> [Required action]
Please reproduce the following records exactly as they appear.

> [Supplied records]
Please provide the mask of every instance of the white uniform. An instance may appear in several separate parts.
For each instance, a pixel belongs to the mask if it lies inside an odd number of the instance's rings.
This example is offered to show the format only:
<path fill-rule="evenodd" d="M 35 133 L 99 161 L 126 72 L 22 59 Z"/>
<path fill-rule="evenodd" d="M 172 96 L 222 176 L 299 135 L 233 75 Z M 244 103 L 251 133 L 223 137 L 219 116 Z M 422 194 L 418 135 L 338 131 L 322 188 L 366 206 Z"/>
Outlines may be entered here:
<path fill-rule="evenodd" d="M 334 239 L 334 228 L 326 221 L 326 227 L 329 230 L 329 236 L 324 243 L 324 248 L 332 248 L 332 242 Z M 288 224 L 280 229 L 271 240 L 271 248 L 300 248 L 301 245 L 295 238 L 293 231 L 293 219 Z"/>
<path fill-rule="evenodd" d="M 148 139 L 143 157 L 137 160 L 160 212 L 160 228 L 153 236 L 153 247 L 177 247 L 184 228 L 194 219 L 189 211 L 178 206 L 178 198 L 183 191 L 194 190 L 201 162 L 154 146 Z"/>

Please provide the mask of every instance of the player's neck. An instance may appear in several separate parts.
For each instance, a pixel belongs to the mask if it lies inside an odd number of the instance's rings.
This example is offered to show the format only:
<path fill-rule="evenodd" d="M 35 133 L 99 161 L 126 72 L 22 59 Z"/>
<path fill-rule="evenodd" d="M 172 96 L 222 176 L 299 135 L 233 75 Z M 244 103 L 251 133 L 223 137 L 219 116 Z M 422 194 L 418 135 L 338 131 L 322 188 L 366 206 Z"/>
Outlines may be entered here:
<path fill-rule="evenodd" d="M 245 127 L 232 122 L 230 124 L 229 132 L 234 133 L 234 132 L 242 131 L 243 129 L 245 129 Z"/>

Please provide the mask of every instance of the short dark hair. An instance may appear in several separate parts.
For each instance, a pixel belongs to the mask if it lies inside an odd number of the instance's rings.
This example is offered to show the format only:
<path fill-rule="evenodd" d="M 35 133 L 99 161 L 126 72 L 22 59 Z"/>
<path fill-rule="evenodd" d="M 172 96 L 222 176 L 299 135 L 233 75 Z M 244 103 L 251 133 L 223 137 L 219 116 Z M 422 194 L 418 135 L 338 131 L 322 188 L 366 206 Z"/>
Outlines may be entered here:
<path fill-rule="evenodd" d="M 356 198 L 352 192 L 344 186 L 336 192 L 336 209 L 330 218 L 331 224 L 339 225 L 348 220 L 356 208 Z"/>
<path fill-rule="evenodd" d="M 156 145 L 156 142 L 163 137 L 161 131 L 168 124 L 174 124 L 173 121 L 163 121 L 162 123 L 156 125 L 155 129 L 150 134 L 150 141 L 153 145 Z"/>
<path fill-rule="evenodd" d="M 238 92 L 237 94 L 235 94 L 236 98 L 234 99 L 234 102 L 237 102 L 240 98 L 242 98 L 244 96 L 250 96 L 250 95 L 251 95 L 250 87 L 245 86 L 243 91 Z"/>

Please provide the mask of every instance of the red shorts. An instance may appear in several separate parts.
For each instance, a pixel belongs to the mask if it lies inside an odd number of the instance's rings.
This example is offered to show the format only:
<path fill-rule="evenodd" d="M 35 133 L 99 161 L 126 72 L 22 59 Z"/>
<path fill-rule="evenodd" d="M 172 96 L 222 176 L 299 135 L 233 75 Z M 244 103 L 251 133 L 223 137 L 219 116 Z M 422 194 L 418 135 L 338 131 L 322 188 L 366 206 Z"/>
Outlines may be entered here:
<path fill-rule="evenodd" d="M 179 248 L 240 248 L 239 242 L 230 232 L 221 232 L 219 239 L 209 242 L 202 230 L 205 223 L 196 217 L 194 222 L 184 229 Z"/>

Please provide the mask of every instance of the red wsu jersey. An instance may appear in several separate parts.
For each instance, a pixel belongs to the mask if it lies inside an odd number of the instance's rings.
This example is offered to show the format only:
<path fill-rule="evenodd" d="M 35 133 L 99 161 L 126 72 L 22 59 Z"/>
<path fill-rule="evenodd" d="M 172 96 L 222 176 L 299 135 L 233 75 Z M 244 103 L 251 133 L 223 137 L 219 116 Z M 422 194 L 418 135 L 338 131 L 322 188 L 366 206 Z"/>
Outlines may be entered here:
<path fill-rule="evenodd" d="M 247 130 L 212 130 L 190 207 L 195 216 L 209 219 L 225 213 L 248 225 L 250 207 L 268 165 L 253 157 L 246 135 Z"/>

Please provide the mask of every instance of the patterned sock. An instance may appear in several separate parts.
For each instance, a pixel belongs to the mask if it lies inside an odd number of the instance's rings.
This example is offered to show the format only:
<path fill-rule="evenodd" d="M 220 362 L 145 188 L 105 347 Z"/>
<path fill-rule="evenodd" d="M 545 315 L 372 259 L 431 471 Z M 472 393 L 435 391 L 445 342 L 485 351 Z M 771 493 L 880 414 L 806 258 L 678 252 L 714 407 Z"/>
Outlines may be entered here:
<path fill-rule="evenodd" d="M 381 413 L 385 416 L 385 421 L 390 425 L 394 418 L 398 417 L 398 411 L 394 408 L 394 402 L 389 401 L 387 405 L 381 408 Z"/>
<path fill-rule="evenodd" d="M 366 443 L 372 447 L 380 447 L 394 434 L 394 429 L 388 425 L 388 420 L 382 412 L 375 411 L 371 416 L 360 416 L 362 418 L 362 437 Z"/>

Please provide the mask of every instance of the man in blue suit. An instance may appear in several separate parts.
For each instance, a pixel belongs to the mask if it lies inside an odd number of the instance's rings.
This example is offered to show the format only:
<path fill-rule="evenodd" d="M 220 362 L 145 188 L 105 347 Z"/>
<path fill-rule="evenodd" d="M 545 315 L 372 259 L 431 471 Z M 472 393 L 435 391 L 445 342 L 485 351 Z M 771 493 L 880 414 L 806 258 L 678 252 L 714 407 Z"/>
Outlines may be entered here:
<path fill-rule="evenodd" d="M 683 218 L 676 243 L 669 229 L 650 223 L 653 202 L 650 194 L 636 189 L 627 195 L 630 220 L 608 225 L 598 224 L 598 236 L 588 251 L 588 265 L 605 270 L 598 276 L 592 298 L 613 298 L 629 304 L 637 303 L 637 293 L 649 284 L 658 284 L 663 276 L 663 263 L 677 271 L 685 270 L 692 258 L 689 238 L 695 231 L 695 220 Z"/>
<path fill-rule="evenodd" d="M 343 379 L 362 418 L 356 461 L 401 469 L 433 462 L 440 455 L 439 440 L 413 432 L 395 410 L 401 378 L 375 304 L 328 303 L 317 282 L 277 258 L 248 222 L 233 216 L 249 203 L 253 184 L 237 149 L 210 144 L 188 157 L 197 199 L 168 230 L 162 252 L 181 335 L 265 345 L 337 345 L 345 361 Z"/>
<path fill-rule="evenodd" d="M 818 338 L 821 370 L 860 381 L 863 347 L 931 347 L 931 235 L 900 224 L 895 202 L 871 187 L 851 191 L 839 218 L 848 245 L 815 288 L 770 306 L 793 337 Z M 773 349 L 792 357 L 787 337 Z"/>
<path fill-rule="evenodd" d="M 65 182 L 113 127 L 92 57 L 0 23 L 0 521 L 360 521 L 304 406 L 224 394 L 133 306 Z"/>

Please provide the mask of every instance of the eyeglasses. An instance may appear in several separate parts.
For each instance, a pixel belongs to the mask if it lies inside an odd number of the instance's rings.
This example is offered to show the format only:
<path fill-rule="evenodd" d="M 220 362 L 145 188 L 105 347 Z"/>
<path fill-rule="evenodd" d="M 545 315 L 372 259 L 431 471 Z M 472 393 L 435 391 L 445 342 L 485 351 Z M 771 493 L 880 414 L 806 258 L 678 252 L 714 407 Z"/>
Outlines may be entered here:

> [The answer]
Please provide the mask of every instance of the white uniform. An instance may appear in several separate parts.
For each instance, a pixel belongs to the mask if it lies inside an odd number of the instance's rings.
This example is offered to show the format only:
<path fill-rule="evenodd" d="M 35 133 L 99 161 L 126 72 L 22 59 Z"/>
<path fill-rule="evenodd" d="M 172 96 L 222 176 L 299 135 L 233 75 Z M 244 103 L 251 133 L 223 137 L 219 116 Z M 422 194 L 418 135 L 338 131 L 322 188 L 366 206 Z"/>
Outlines may be entered here:
<path fill-rule="evenodd" d="M 334 239 L 334 228 L 326 221 L 326 227 L 329 230 L 329 236 L 324 243 L 324 248 L 332 248 L 332 242 Z M 288 224 L 280 229 L 271 240 L 271 248 L 300 248 L 301 245 L 295 238 L 293 231 L 293 219 Z"/>
<path fill-rule="evenodd" d="M 148 139 L 143 157 L 137 160 L 160 212 L 160 228 L 153 236 L 153 247 L 177 247 L 184 228 L 194 219 L 189 211 L 178 206 L 178 198 L 183 191 L 194 190 L 201 162 L 154 146 Z"/>

Please provide the mask of every instance of the player's neck. An instance may appear in several separate parts.
For each instance, a pixel belongs to the mask if it lies inside an odd number of the instance's rings.
This example is offered to show the format only:
<path fill-rule="evenodd" d="M 35 133 L 99 161 L 126 72 L 22 59 Z"/>
<path fill-rule="evenodd" d="M 172 96 L 222 176 L 299 135 L 233 75 Z M 244 103 L 251 133 L 223 137 L 219 116 Z M 422 194 L 418 135 L 338 131 L 322 188 L 366 206 Z"/>
Outlines may be entered here:
<path fill-rule="evenodd" d="M 245 127 L 232 122 L 230 124 L 229 132 L 234 133 L 234 132 L 242 131 L 243 129 L 245 129 Z"/>

Please provide the mask of every instance of the short dark hair. An instance may appear in several separate parts.
For each instance, a pixel belongs to the mask if it lies inside an odd number of the instance's rings.
This example is offered to show the format only:
<path fill-rule="evenodd" d="M 35 133 L 99 161 L 126 72 L 22 59 Z"/>
<path fill-rule="evenodd" d="M 172 96 L 222 176 L 299 135 L 233 75 Z M 244 103 L 251 133 L 223 137 L 219 116 Z M 422 194 L 418 135 L 338 131 L 322 188 L 366 206 Z"/>
Outlines may be entered here:
<path fill-rule="evenodd" d="M 356 198 L 352 192 L 344 186 L 336 192 L 336 209 L 330 218 L 331 224 L 339 225 L 348 220 L 356 208 Z"/>
<path fill-rule="evenodd" d="M 156 145 L 156 142 L 163 137 L 161 131 L 168 124 L 174 124 L 173 121 L 163 121 L 162 123 L 156 125 L 155 129 L 150 134 L 150 141 L 153 145 Z"/>
<path fill-rule="evenodd" d="M 238 92 L 237 94 L 235 94 L 236 98 L 234 99 L 234 102 L 237 102 L 240 98 L 242 98 L 244 96 L 250 96 L 250 95 L 251 95 L 250 87 L 245 86 L 243 91 Z"/>

Please provide the mask of every instance of the red shorts. An instance may appear in several separate parts.
For each instance, a pixel belongs to the mask if it lies inside an odd number of the instance's rings.
This example is offered to show the format only:
<path fill-rule="evenodd" d="M 35 133 L 99 161 L 126 72 L 22 59 Z"/>
<path fill-rule="evenodd" d="M 172 96 L 222 176 L 299 135 L 233 75 Z M 244 103 L 251 133 L 223 137 L 219 116 Z M 422 194 L 418 135 L 338 131 L 322 188 L 366 206 Z"/>
Outlines may be entered here:
<path fill-rule="evenodd" d="M 179 248 L 240 248 L 239 242 L 230 232 L 221 232 L 219 239 L 209 242 L 202 230 L 205 223 L 196 217 L 194 222 L 184 229 Z"/>

Please provide the mask of every instance of the red wsu jersey. An instance may appear in several separate parts.
For each instance, a pixel belongs to the mask if it lies inside an odd number of the instance's rings.
This example is offered to show the format only:
<path fill-rule="evenodd" d="M 35 133 L 99 161 L 126 72 L 22 59 Z"/>
<path fill-rule="evenodd" d="M 172 96 L 222 176 L 299 135 L 233 75 Z M 244 103 L 251 133 L 223 137 L 219 116 Z M 422 194 L 418 135 L 338 131 L 322 188 L 366 206 Z"/>
Outlines may be entered here:
<path fill-rule="evenodd" d="M 247 130 L 212 130 L 190 207 L 195 216 L 209 219 L 225 213 L 248 225 L 250 207 L 268 165 L 253 157 L 246 135 Z"/>

Please provide the mask of every instance of the patterned sock. An instance may appear in several separate parts.
For each instance, a pixel belongs to the mask if it lies inside an odd number of the instance's rings.
This example is offered to show the format only:
<path fill-rule="evenodd" d="M 220 362 L 145 188 L 105 347 Z"/>
<path fill-rule="evenodd" d="M 545 315 L 372 259 L 431 471 Z M 472 393 L 435 391 L 445 342 L 485 351 Z M 771 493 L 880 414 L 806 258 L 678 252 L 714 407 Z"/>
Outlines may be entered here:
<path fill-rule="evenodd" d="M 381 413 L 385 416 L 385 421 L 390 425 L 394 418 L 398 417 L 398 411 L 394 408 L 394 402 L 389 401 L 387 405 L 381 408 Z"/>
<path fill-rule="evenodd" d="M 366 443 L 372 447 L 380 447 L 394 434 L 394 429 L 388 425 L 388 420 L 382 412 L 375 411 L 371 416 L 360 416 L 362 418 L 362 437 Z"/>

Please provide the mask of every instance of the man in blue suit. An instance may appear in several separate parts.
For each instance, a pixel belongs to the mask if it lies inside an odd number of the instance's rings.
This example is offered to show the format only:
<path fill-rule="evenodd" d="M 220 362 L 145 188 L 105 347 Z"/>
<path fill-rule="evenodd" d="M 545 315 L 372 259 L 431 471 Z M 472 393 L 435 391 L 445 342 L 485 351 Z M 771 493 L 880 414 L 806 258 L 678 252 L 714 407 Z"/>
Outlines may be entered here:
<path fill-rule="evenodd" d="M 683 218 L 676 243 L 669 229 L 650 223 L 653 202 L 650 194 L 636 189 L 627 195 L 630 220 L 608 225 L 598 224 L 598 236 L 588 251 L 588 265 L 605 270 L 598 276 L 592 298 L 613 298 L 629 304 L 637 303 L 637 293 L 649 284 L 658 284 L 663 276 L 663 263 L 677 271 L 685 270 L 692 258 L 689 238 L 695 231 L 695 220 Z"/>
<path fill-rule="evenodd" d="M 343 379 L 362 418 L 356 461 L 401 469 L 433 462 L 440 455 L 439 440 L 413 432 L 395 410 L 401 378 L 375 304 L 328 303 L 317 282 L 277 258 L 248 222 L 233 216 L 249 203 L 253 184 L 237 149 L 210 144 L 188 157 L 197 199 L 168 230 L 162 252 L 181 335 L 265 345 L 337 345 L 345 361 Z"/>
<path fill-rule="evenodd" d="M 818 338 L 821 370 L 860 381 L 863 347 L 931 347 L 931 235 L 900 224 L 895 202 L 871 187 L 851 191 L 839 218 L 848 245 L 815 288 L 770 306 L 793 337 Z M 773 349 L 792 357 L 787 337 Z"/>
<path fill-rule="evenodd" d="M 65 182 L 113 127 L 92 57 L 0 23 L 0 521 L 360 521 L 304 406 L 224 394 L 133 306 Z"/>

Please provide the mask of every instance of the eyeglasses. An instance may appear in several separate parts.
For each instance, a pixel belongs to the mask if it lies inside an odd number of the instance's rings.
This example is offered to show the format only:
<path fill-rule="evenodd" d="M 220 362 L 145 188 L 105 347 Z"/>
<path fill-rule="evenodd" d="M 545 315 L 372 259 L 431 471 Z M 472 393 L 435 391 L 445 342 L 485 351 Z M 771 493 L 880 414 L 806 258 L 678 252 L 714 407 Z"/>
Outlines may be entered here:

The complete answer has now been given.